Anyways, my work has a giant blackberry bush that is blooming right by the exit to the parking lot. The thing with this is that people in Oregon treat blackberry bushes like they're a communicable disease and typically don't approach blackberry bushes unless its with a bottle of planticide and full body armor (blackberry plants are very hurty).
If you can believe it, even the LEAVES are painful. Forget chinese water torture, if I ever have to go torturing I will just whack people in the armpits with blackberry branches. |
I figured I would stop by one day after work, grab a few berries, and bring them back as a treat for LOML. It was then that I made the fatal mistake of tasting a delicious berry. Flash forward to an hour after work ended and I am manically limping through the bushes (I stepped on a giant thorn because of the hole in the sole of my stupid vegan shoe) with blood all over my hands and scratches on my arms. Every time a car came by I feel the need to duck in the bushes, thereby spilling my blackberries and making me screech insults at anything in the nearby vicinity. I ate berries like I hadn't eaten in a year, and the madness didn't stop until I heard a bear*,** in the bushes and ran away, screaming like a little girl.

→ **TASK ITEM A**: Reproduce the blackberry story from "Anyways, my work" to "are very hurty).".
→ **TASK ITEM B**: In the blackberry story, where is the blackberry bush at work located?
Use only the blackberry story as your source.

→ **STUDY MATERIAL**:
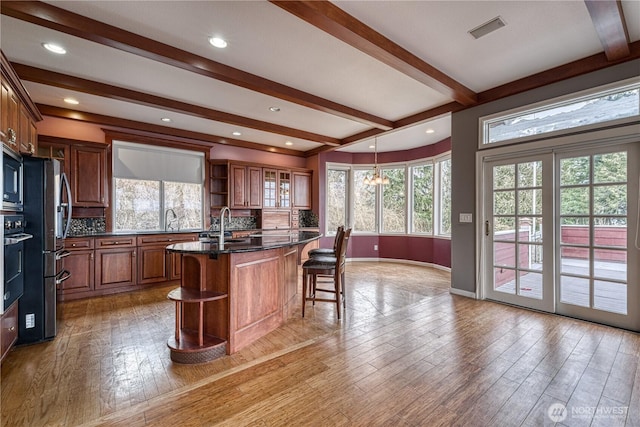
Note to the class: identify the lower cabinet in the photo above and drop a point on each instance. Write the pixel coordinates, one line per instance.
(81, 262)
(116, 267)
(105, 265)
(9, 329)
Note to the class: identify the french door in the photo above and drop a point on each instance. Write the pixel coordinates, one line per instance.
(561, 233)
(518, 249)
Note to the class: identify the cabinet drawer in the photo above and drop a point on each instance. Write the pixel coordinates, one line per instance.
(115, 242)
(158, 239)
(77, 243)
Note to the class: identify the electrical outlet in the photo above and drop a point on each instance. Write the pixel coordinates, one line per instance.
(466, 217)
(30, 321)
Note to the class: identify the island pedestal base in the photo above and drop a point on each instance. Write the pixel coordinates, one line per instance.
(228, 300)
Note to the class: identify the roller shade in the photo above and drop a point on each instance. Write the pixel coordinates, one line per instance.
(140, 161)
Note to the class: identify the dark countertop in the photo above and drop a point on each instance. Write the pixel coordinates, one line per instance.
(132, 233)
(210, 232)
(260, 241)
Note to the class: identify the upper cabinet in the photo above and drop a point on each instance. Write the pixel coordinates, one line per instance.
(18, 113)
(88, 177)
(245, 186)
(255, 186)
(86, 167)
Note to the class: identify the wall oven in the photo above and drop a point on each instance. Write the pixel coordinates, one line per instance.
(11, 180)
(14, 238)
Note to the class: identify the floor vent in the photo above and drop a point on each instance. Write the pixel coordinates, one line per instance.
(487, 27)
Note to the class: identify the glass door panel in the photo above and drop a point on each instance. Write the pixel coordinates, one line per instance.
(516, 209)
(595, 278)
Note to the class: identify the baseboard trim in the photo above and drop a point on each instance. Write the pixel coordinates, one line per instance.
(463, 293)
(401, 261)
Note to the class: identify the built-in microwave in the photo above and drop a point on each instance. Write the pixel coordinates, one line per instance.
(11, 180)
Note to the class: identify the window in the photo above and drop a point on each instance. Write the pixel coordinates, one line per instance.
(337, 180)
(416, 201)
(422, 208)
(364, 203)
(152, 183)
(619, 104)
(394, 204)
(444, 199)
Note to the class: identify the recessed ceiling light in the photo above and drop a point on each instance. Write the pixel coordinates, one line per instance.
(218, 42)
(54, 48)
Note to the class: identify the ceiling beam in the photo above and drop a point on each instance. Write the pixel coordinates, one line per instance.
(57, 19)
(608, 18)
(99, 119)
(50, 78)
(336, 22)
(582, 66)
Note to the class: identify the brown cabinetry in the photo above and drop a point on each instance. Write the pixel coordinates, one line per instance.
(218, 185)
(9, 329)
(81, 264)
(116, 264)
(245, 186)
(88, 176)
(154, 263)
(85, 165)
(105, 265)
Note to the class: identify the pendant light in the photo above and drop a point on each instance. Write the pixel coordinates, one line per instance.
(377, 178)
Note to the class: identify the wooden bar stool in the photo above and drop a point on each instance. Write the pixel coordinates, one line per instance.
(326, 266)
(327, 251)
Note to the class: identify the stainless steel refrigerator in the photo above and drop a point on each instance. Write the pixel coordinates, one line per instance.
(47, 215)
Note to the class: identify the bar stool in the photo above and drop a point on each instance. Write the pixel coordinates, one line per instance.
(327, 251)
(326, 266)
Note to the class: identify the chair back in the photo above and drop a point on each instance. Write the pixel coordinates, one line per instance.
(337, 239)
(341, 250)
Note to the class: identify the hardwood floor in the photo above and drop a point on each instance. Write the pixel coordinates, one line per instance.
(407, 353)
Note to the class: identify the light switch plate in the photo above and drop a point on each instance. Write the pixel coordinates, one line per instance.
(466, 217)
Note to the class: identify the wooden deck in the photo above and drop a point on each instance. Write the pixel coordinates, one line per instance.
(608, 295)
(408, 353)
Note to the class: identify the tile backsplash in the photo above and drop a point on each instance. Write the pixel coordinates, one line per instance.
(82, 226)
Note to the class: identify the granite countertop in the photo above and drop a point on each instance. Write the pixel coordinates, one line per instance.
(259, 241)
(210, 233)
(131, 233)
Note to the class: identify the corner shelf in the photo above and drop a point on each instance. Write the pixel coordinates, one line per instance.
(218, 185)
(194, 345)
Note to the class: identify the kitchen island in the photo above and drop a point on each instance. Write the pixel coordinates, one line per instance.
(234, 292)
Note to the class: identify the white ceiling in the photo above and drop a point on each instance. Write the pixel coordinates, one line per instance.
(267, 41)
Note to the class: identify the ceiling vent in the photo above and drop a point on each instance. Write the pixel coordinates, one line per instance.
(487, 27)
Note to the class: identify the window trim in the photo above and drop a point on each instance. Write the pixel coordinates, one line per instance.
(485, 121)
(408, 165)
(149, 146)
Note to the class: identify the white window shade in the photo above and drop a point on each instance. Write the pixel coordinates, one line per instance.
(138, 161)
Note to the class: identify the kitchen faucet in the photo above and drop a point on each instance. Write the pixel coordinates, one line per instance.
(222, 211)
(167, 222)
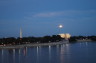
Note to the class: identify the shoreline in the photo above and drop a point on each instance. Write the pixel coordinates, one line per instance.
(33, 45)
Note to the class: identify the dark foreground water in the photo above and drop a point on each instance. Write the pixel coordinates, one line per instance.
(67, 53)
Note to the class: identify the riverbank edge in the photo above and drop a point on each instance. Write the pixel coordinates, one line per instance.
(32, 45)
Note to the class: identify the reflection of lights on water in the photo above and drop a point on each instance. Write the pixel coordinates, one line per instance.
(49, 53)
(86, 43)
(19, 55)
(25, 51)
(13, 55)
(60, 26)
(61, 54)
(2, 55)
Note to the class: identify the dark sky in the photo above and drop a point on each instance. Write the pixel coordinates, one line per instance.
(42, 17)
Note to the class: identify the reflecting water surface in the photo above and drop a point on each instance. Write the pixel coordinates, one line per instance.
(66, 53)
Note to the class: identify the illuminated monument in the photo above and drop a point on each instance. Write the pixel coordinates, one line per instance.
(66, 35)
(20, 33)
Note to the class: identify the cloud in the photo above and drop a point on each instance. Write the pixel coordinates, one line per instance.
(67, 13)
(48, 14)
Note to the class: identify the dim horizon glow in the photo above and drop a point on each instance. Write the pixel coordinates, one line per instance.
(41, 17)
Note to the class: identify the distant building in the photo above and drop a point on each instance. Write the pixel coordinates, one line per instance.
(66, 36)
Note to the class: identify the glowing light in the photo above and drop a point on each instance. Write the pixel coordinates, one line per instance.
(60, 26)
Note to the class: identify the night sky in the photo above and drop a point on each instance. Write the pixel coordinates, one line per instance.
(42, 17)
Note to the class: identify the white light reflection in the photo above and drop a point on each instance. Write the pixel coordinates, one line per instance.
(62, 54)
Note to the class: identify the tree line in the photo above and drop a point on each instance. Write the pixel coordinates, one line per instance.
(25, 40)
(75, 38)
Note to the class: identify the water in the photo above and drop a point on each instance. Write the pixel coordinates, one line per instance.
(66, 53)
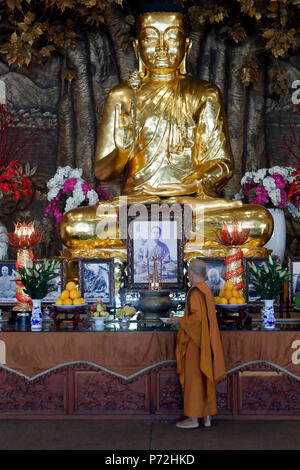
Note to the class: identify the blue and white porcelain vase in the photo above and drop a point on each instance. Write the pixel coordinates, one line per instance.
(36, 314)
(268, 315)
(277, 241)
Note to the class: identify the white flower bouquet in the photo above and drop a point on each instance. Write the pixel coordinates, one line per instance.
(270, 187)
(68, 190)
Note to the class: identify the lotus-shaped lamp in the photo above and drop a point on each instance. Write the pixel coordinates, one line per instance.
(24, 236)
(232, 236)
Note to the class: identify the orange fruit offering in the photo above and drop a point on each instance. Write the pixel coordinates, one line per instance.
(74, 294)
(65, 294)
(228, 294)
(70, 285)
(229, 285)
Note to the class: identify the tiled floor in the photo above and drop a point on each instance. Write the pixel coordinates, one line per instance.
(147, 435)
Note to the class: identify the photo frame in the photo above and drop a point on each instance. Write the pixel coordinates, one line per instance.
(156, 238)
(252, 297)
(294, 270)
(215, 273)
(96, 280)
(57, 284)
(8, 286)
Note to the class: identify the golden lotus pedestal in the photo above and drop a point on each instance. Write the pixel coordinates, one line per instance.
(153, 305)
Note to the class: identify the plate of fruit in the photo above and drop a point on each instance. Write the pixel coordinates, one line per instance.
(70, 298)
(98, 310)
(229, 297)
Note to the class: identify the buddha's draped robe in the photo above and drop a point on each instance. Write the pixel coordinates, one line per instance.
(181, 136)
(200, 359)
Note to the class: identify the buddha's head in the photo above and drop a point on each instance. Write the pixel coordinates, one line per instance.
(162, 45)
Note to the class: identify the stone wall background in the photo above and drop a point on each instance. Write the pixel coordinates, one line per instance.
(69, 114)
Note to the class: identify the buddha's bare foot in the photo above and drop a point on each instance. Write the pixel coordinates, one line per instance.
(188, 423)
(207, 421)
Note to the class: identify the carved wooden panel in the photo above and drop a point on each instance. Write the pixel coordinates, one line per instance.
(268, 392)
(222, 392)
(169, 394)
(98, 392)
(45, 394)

→ **YOUR SOLUTION A**:
Anyways, my work has a giant blackberry bush that is blooming right by the exit to the parking lot. The thing with this is that people in Oregon treat blackberry bushes like they're a communicable disease and typically don't approach blackberry bushes unless its with a bottle of planticide and full body armor (blackberry plants are very hurty).

→ **YOUR SOLUTION B**: It is right by the exit to the parking lot.